The records:
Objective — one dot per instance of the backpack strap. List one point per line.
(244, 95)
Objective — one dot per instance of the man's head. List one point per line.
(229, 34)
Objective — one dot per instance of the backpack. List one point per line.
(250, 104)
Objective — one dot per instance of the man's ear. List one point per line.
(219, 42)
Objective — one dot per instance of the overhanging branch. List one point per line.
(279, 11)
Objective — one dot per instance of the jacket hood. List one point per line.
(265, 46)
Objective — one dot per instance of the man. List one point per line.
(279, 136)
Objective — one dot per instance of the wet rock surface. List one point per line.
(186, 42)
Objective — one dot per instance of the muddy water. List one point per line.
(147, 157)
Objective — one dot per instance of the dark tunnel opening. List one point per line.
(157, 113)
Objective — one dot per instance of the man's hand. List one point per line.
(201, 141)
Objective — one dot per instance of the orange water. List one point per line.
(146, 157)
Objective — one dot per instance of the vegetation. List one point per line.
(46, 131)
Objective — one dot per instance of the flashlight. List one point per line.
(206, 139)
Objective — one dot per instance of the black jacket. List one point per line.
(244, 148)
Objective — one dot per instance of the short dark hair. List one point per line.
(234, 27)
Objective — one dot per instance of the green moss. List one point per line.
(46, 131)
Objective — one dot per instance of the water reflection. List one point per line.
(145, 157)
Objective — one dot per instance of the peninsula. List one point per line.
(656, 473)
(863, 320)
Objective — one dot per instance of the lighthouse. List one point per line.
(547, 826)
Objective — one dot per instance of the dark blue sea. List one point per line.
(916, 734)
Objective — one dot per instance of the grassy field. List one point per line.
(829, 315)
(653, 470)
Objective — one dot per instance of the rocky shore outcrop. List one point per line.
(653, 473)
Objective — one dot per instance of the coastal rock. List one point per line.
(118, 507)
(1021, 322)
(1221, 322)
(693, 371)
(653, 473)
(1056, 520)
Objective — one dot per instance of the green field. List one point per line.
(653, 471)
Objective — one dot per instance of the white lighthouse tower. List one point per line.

Written problem:
Put the records between the lines holding "Objective — one dot per instance of the dark blue" and "(1056, 520)", inclusive, into a Markdown table with the columns Row and Line. Give each line its own numbered row and leave out any blank lines.

Correct answer:
| Row | Line |
|---|---|
| 1 | Objective — one dot per instance of the dark blue sea. List one point per line. |
| 2 | (916, 734) |
| 3 | Objective — one dot per instance of the grassy field. List one point per line. |
| 4 | (829, 315) |
| 5 | (653, 470) |
| 6 | Objective — one dot per instance of the rocky shore outcrop. List one point per line. |
| 7 | (653, 473) |
| 8 | Objective — one dot per instance of the coastal rock. List one point per line. |
| 9 | (118, 507) |
| 10 | (1021, 322) |
| 11 | (1221, 322) |
| 12 | (693, 371) |
| 13 | (653, 473) |
| 14 | (1056, 520) |